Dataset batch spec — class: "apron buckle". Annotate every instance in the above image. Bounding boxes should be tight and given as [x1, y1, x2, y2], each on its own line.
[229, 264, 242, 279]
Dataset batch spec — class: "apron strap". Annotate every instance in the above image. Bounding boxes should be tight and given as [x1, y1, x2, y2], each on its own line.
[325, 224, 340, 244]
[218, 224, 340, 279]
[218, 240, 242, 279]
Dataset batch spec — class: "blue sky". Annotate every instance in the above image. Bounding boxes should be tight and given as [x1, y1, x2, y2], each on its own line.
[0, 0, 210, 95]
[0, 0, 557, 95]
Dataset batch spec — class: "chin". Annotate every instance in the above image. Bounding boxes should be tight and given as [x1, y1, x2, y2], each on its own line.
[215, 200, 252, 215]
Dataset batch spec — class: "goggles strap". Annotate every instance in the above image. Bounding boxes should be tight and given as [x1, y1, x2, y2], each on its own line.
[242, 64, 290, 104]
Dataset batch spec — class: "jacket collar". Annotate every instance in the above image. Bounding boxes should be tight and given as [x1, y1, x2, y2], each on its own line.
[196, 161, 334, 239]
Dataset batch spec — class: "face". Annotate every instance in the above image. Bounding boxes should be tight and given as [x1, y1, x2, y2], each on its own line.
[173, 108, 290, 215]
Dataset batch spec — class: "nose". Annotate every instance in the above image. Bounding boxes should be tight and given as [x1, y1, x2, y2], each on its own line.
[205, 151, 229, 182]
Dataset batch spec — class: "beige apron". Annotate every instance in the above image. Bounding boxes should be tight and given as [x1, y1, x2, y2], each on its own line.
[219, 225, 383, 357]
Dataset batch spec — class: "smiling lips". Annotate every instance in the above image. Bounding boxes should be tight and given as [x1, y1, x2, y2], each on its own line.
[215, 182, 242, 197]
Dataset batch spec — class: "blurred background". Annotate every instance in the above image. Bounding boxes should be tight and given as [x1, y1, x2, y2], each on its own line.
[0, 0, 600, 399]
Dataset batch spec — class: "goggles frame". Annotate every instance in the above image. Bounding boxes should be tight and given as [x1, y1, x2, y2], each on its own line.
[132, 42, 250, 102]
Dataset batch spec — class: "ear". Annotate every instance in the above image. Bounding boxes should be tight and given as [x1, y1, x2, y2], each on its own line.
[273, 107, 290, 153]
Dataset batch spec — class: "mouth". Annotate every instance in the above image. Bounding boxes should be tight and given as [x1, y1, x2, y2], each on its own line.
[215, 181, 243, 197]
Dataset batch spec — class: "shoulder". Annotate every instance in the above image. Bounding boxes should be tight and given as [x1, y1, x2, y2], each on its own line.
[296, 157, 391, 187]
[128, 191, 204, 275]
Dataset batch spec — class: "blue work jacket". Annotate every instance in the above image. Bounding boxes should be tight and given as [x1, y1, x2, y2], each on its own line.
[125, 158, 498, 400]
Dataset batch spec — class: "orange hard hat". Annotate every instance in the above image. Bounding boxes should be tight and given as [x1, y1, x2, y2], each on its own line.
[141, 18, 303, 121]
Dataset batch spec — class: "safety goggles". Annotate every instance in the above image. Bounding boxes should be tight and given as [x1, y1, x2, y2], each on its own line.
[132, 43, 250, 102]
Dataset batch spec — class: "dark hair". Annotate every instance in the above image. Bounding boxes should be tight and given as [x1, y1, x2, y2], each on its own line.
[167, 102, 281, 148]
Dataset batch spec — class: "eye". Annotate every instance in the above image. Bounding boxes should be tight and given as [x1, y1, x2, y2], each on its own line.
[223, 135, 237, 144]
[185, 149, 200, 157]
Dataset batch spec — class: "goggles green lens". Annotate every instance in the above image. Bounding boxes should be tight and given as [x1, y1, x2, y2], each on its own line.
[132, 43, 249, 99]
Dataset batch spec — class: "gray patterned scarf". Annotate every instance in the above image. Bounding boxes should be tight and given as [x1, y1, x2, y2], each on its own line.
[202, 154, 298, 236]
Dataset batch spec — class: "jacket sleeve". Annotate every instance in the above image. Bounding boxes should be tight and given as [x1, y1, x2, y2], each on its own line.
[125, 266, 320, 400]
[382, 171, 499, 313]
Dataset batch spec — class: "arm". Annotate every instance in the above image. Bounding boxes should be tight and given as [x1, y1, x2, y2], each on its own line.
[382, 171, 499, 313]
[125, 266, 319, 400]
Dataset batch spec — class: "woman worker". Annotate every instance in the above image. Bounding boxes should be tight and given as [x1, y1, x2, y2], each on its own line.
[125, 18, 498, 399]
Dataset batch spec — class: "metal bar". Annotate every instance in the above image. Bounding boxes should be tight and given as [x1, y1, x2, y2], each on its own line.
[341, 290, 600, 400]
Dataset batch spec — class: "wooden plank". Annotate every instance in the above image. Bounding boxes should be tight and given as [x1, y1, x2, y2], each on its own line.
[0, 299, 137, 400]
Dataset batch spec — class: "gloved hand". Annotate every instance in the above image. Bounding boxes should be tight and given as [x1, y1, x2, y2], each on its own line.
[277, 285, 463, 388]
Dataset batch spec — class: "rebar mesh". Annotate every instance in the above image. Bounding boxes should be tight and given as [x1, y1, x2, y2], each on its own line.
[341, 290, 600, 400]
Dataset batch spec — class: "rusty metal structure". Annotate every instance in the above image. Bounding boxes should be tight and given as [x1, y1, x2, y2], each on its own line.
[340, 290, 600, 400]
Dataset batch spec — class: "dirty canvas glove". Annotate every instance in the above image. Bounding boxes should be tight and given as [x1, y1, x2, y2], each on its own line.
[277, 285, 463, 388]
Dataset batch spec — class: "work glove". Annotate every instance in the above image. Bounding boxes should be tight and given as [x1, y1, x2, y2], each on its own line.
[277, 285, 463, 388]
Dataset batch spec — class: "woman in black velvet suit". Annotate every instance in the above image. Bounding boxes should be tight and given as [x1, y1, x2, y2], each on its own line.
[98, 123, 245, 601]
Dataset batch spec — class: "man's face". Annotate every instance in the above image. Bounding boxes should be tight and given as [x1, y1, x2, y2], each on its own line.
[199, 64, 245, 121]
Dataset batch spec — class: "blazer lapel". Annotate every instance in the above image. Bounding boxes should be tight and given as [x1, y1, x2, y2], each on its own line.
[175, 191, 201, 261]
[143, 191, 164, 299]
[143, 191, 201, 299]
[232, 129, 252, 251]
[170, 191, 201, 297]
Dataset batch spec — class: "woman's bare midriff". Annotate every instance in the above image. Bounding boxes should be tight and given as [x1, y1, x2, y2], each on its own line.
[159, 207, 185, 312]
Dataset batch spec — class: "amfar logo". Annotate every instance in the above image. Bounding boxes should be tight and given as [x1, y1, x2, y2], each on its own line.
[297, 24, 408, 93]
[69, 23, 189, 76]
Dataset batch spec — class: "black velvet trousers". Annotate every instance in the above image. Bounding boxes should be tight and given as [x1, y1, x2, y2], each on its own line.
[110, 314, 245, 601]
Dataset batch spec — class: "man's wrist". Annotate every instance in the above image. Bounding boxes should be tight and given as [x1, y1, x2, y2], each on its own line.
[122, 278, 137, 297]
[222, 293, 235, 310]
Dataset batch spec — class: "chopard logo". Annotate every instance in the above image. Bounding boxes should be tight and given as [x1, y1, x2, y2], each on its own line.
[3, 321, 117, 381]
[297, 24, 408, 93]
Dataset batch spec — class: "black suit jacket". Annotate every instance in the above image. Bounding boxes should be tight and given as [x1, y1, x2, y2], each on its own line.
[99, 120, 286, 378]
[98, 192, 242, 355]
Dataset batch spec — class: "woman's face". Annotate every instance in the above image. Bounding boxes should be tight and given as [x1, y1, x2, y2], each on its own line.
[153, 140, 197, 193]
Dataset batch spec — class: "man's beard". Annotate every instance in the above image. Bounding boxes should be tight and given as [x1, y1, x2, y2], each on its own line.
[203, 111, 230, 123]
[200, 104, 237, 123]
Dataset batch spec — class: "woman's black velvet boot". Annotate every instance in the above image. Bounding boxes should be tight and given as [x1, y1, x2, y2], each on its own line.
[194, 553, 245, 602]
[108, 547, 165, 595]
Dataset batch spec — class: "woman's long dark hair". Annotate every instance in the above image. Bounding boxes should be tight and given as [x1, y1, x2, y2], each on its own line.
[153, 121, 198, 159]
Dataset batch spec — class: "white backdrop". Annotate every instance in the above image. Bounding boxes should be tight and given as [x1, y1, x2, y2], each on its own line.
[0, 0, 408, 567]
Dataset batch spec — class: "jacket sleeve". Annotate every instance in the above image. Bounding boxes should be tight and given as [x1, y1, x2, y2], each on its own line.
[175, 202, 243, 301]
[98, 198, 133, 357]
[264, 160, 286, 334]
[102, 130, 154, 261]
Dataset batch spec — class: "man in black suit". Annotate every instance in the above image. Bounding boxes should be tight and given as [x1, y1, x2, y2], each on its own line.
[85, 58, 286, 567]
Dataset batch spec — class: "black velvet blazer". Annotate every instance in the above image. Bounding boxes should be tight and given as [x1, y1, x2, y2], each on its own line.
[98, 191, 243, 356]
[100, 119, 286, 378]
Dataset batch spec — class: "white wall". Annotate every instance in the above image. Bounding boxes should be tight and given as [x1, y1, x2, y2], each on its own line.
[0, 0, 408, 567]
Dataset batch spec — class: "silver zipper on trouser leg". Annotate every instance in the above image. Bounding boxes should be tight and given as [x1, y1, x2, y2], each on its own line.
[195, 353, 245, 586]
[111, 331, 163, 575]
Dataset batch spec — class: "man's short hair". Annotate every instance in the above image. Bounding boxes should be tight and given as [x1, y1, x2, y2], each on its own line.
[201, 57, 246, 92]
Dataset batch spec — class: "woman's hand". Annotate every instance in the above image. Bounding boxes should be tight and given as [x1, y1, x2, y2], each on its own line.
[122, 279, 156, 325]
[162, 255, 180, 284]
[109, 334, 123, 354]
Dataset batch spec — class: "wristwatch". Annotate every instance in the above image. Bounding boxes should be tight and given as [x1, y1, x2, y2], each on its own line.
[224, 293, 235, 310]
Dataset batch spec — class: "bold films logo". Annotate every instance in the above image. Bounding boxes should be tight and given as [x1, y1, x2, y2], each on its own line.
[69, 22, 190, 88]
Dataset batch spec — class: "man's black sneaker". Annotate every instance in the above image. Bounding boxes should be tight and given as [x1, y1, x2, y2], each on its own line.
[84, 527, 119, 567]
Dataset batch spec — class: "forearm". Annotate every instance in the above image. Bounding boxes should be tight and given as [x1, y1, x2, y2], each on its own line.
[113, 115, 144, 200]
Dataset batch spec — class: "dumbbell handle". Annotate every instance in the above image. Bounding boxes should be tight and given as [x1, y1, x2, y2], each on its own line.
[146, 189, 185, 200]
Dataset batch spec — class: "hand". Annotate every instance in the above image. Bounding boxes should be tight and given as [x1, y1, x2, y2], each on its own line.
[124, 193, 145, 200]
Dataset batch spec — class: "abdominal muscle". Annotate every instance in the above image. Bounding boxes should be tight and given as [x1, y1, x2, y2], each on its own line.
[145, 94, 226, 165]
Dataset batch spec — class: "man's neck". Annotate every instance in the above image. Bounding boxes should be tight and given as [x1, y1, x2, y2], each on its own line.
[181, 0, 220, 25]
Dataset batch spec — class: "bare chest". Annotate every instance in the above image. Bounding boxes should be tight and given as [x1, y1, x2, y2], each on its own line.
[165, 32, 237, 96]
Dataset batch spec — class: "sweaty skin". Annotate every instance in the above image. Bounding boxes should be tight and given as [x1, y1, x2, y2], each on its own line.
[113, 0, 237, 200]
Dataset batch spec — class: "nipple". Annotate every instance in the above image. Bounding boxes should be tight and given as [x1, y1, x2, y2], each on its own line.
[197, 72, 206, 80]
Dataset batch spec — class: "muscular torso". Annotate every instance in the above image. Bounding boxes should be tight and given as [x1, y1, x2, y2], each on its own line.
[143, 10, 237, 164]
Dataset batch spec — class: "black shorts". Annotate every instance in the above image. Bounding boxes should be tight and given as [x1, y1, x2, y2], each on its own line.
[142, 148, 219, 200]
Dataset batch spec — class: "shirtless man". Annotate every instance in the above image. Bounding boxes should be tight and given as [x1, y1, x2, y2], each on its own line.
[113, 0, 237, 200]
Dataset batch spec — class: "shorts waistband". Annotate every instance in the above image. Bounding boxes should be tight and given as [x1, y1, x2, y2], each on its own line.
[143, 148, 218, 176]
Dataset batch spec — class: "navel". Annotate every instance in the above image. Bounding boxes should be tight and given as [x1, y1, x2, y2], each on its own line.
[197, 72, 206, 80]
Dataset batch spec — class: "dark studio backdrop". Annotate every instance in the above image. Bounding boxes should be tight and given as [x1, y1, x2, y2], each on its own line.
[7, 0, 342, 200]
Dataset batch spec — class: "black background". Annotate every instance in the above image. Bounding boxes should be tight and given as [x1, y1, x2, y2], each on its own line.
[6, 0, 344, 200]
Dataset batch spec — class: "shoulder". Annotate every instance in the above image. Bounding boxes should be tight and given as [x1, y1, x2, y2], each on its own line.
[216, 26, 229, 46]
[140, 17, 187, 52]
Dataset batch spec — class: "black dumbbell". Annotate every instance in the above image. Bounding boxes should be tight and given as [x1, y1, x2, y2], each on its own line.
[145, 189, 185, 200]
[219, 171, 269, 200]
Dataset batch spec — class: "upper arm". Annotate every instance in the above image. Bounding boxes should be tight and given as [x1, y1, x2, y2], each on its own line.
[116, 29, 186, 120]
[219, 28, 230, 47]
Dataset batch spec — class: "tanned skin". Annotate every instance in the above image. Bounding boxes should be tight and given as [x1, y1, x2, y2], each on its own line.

■ ■ ■ ■ ■

*OBJECTIVE*
Starting at the beginning of the data and ending at the line that contains "[229, 264, 242, 279]", write out those lines again, requests included. Multiply every bounding box coordinate in the answers by 1.6 and round to the nearest whole number, with halves rounded up.

*ANSWER FOR THIS EXERCISE*
Dataset batch spec — class: "apron buckle". Annotate every instance in the above image. Bounding boxes should be tight and given as [x1, y1, x2, y2], each on its own line.
[366, 422, 387, 446]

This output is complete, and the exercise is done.